Current Progressive Cattle digital edition

3 breeders share their secret to a successful sale day

Wendy Sweeter for Progressive Cattleman Published on 24 January 2017
Rausch Herefords will host their 59th annual production sale in Feb.

For seedstock producers, sale day is the most important day on their operations.

Three seedstock operators offer their experiences in putting together their sales.


Casey Fanta, seedstock manager for Wulf Cattle in Morris, Minnesota; Andy LeDoux with LeDoux Ranch in Agenda, Kansas; and Andy Rausch, a fourth- generation rancher at Rausch Herefords in Hoven, South Dakota, have varying backgrounds but all three note the importance of utilizing a good auctioneer on sale day.

At Wulf Cattle, they sell Limousin, LimFlex and Angus genetics. They sell about 400 bulls and 50 females through their spring sale, which is the last Friday in March.

With that many bulls, an efficient auctioneer comes in handy. Wulf Cattle has used Sonny Booth from Oklahoma since their first sale 29 years ago.

“I think it’s very important that people are able to understand them and it needs to be someone that’s efficient enough to move through the cattle quickly and make sure we’re not leaving money on the table either,” Fanta says.

“I think it’s important that your crowd is comfortable with the auctioneer. Sonny’s been doing our sale for so long that everybody’s very familiar with him.”

LeDoux hired Kyle Elwood from Kansas for his first sale eight years ago to sell his Gelbvieh, Balancer, Red Angus and Angus stock. LeDoux has been happy with his choice for his sale, which is the second Saturday of February.

“He knows what he’s doing, and he’s good at his job. He’s easy to understand, and I think that’s very critical. He works well with the crowd,” LeDoux says. “I think that’s what it’s all about.

We’ve probably all been to sales where the auctioneer is pretty opinionated and pretty important feeling. This guy’s got a shot of humility and he sure likes what he does.”

■ Information given:

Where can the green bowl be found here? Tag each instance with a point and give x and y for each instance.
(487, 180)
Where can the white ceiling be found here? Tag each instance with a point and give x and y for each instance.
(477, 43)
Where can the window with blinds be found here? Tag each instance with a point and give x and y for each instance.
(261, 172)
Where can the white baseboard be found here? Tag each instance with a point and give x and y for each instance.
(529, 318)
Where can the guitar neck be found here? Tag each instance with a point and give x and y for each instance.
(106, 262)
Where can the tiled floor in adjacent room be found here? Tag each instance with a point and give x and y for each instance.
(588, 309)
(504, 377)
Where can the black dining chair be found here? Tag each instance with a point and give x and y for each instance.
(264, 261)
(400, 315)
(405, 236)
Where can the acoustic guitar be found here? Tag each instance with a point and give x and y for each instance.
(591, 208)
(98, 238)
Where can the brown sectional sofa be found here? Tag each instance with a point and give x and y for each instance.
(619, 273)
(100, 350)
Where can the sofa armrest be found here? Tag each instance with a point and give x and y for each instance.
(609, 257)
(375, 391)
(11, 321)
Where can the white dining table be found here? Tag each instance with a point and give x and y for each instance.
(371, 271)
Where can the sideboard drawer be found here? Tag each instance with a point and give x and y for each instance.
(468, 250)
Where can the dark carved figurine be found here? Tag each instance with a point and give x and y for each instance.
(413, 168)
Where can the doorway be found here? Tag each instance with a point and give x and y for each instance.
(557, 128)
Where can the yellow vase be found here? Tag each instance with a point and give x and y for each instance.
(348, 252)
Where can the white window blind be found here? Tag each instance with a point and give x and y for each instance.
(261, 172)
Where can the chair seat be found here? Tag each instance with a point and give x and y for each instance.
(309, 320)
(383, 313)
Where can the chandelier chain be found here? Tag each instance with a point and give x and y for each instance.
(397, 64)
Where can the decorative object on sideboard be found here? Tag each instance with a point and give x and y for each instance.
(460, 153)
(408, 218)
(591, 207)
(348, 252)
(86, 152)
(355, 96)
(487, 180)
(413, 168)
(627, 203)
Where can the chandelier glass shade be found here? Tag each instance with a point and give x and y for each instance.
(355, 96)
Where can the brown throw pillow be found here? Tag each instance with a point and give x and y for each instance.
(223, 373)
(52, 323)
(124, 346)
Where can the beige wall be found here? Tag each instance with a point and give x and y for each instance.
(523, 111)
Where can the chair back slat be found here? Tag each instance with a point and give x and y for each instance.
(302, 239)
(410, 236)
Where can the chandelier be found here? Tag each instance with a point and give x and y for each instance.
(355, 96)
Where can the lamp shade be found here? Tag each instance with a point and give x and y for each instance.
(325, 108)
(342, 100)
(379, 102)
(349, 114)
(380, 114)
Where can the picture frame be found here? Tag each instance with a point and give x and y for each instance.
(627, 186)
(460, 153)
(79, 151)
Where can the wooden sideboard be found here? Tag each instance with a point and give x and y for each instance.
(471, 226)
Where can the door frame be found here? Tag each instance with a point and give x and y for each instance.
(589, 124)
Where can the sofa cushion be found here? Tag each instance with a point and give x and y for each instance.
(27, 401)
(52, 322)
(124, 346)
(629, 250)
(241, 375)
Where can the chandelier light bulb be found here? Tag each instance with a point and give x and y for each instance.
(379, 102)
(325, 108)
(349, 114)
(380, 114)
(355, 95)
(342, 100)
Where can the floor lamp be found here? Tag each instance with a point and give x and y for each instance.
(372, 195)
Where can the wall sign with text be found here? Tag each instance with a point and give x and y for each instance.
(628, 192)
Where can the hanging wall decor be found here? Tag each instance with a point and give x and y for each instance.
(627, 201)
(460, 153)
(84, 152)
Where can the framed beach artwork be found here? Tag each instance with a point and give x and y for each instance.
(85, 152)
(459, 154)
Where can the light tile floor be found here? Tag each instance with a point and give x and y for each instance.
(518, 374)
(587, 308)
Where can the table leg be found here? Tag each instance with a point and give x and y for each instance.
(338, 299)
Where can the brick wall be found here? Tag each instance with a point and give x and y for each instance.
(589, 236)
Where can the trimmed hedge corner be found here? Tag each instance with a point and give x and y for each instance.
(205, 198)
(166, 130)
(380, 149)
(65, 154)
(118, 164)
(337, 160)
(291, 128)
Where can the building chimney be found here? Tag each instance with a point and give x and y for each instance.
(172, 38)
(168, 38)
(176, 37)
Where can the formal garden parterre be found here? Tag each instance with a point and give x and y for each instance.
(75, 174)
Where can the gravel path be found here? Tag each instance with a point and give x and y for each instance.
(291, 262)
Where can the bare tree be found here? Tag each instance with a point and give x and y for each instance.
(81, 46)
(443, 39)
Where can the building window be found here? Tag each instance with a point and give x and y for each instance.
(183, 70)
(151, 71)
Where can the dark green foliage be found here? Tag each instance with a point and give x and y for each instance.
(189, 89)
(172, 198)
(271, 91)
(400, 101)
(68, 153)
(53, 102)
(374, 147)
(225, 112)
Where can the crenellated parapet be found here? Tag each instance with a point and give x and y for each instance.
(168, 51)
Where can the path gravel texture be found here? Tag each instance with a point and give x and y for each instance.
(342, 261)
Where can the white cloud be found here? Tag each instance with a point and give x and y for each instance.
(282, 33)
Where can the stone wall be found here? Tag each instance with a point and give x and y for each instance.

■ Your instructions:
Can you repeat the entire sale-day article word for word, from its first line to its last?

■ Solved problem:
Current Progressive Cattle digital edition

3 breeders share their secret to a successful sale day

Wendy Sweeter for Progressive Cattleman Published on 24 January 2017
Rausch Herefords will host their 59th annual production sale in Feb.

For seedstock producers, sale day is the most important day on their operations.

Three seedstock operators offer their experiences in putting together their sales.


Casey Fanta, seedstock manager for Wulf Cattle in Morris, Minnesota; Andy LeDoux with LeDoux Ranch in Agenda, Kansas; and Andy Rausch, a fourth- generation rancher at Rausch Herefords in Hoven, South Dakota, have varying backgrounds but all three note the importance of utilizing a good auctioneer on sale day.

At Wulf Cattle, they sell Limousin, LimFlex and Angus genetics. They sell about 400 bulls and 50 females through their spring sale, which is the last Friday in March.

With that many bulls, an efficient auctioneer comes in handy. Wulf Cattle has used Sonny Booth from Oklahoma since their first sale 29 years ago.

“I think it’s very important that people are able to understand them and it needs to be someone that’s efficient enough to move through the cattle quickly and make sure we’re not leaving money on the table either,” Fanta says.

“I think it’s important that your crowd is comfortable with the auctioneer. Sonny’s been doing our sale for so long that everybody’s very familiar with him.”

LeDoux hired Kyle Elwood from Kansas for his first sale eight years ago to sell his Gelbvieh, Balancer, Red Angus and Angus stock. LeDoux has been happy with his choice for his sale, which is the second Saturday of February.

“He knows what he’s doing, and he’s good at his job. He’s easy to understand, and I think that’s very critical. He works well with the crowd,” LeDoux says. “I think that’s what it’s all about.

We’ve probably all been to sales where the auctioneer is pretty opinionated and pretty important feeling. This guy’s got a shot of humility and he sure likes what he does.”